- _Written instruction_
From the records below, pull out each line containing the string "wall" and copy it unchanged.

Source records
****
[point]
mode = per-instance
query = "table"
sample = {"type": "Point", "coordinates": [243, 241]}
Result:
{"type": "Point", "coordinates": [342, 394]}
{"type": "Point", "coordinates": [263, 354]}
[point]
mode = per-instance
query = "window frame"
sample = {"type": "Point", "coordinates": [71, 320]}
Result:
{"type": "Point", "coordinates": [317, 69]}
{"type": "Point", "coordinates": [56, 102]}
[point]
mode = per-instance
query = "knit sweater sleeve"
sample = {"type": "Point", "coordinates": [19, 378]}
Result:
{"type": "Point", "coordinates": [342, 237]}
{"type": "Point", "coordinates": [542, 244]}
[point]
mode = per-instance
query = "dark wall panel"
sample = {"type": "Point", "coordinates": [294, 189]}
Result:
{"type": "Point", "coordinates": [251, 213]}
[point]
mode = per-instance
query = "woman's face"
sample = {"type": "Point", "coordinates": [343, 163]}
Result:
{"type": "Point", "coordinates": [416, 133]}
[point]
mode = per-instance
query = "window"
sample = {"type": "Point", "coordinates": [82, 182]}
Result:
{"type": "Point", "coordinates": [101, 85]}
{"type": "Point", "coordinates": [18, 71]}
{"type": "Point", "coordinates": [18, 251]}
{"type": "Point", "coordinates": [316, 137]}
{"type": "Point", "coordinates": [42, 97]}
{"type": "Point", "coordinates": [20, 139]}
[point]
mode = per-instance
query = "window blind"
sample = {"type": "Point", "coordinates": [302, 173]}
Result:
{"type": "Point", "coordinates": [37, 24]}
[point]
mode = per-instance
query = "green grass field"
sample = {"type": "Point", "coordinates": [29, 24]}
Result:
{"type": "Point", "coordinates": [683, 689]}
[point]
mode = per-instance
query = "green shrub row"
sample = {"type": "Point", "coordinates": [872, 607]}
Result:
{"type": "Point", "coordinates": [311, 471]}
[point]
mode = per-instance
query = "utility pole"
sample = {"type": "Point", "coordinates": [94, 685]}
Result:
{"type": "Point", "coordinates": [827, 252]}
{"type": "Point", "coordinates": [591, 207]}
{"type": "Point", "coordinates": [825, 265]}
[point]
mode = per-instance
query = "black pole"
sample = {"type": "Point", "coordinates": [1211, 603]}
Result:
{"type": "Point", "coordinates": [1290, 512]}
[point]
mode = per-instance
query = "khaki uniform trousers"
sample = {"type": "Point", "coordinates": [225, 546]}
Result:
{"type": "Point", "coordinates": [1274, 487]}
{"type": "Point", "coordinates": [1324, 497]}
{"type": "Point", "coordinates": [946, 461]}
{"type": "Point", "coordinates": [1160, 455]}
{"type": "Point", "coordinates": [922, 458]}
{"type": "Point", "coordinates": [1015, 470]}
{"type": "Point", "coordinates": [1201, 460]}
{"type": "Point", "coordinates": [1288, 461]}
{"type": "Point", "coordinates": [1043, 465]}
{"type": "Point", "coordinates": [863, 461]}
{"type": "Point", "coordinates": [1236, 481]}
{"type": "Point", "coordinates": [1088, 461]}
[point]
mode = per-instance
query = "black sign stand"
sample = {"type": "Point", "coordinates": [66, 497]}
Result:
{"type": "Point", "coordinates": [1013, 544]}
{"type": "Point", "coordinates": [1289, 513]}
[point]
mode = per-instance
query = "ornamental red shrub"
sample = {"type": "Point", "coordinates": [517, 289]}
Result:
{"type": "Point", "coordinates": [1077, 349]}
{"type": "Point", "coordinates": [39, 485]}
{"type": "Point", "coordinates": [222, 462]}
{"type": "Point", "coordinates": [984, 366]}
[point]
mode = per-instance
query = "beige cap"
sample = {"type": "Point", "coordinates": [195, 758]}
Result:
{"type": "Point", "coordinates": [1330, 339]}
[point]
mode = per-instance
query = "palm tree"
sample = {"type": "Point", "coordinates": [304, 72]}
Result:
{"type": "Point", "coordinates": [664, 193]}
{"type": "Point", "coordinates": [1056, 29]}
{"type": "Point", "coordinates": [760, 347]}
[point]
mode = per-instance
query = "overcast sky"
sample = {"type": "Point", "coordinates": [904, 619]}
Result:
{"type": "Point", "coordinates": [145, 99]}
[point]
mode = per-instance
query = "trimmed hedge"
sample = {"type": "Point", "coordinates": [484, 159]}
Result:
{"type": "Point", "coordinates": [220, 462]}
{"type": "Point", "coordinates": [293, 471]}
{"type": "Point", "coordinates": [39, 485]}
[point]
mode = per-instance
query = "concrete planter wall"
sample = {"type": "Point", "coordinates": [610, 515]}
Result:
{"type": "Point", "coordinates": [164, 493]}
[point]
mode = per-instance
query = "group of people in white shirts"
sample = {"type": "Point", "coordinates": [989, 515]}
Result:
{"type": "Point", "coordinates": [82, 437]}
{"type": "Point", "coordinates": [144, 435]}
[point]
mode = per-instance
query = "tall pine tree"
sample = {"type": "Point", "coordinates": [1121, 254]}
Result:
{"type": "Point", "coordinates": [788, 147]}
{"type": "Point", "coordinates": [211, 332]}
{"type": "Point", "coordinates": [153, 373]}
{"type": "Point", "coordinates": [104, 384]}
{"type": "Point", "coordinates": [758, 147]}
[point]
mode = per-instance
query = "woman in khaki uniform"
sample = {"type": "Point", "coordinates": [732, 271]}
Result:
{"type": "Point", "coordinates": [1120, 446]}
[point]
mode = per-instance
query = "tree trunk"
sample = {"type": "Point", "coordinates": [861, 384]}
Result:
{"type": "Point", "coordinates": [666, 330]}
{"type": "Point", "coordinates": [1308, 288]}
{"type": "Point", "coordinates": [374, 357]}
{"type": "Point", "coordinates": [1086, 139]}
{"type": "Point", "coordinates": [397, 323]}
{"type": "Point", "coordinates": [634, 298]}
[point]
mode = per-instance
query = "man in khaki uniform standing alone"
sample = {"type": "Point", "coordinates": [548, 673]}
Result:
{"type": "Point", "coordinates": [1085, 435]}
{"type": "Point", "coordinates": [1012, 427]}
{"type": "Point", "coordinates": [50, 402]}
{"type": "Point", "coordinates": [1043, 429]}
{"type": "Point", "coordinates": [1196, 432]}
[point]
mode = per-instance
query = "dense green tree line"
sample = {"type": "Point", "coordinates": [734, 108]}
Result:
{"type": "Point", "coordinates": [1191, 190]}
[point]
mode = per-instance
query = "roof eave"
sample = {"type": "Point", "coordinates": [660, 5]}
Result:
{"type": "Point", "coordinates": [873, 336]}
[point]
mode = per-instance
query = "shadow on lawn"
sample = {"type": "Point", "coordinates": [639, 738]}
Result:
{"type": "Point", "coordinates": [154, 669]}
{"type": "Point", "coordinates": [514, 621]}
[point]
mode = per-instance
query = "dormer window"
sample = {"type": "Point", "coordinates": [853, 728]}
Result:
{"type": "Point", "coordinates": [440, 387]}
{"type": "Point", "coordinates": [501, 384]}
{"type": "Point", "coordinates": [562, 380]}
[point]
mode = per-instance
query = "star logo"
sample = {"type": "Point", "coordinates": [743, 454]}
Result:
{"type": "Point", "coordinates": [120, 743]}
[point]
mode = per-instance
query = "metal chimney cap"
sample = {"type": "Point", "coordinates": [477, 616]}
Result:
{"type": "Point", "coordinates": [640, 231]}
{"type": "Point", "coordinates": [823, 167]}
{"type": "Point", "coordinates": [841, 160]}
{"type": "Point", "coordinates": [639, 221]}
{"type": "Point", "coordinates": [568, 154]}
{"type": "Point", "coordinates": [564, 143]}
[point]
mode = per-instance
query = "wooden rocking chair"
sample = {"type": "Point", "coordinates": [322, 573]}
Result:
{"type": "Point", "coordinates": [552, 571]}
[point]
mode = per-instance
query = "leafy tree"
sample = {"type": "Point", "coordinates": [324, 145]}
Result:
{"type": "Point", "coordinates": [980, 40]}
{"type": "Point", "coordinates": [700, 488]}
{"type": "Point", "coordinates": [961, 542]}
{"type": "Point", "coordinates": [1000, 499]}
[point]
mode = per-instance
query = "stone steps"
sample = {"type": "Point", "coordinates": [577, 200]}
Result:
****
- _Written answer_
query = "dark wall panel"
query = "concrete planter wall"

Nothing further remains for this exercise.